-- Source passage --
This section outlines the steps of retrieving the generated embeddings files from the Batch Job output and creating a mapping to tie it back to the respective accounts in the original data. <br> **Note** To keep things simple, users need to provide the paths to the output embedding files manually. In the future, this process can be automated by retrieving the file paths directly from the Batch Prediction Job's output information.

* Download embed file: The embedding results from the batch prediction job are downloaded from GCS.
* Map embeddings to original dataset: The downloaded embeddings are associated with their corresponding addresses in the original DataFrame.

In [None]:
EMBED_FILES = [
    "gs://sandbox-401718-category-textembedding-us-central1/output-test/prediction-model-2024-08-02T18:50:02.710567Z/000000000000.jsonl",  # @param
]

# Write to the local JSON Lines file directly
with open("embeddings.jsonl", "w", encoding="utf-8") as outfile:
    for embed_file in EMBED_FILES:
        bucket_name = embed_file.split("/")[2]
        blob_name = "/".join(embed_file.split("/")[3:])
        bucket = storage_client.bucket(bucket_name)
        blob = bucket.blob(blob_name)

-- Stated task --
According to the embeddings section, how do users currently supply the paths to the output embedding files? The listing is separate material, unrelated to the embeddings section above.

-- Information provided --
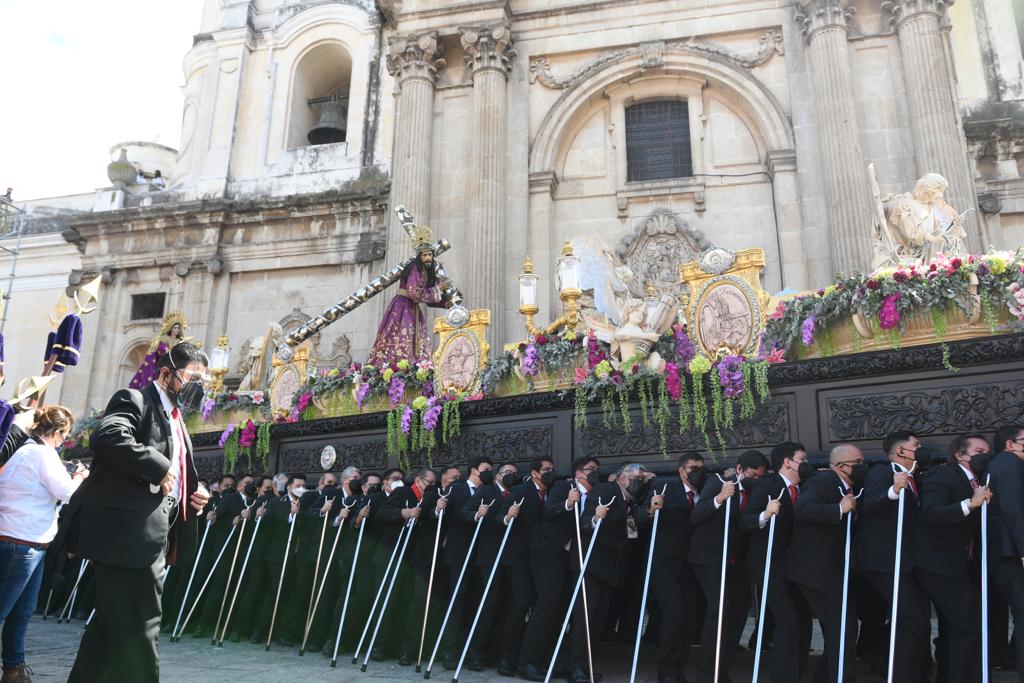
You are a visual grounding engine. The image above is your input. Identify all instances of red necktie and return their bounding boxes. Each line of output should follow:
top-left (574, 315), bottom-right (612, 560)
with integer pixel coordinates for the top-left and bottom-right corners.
top-left (171, 408), bottom-right (188, 520)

-- Solution to this task --
They provide the paths manually.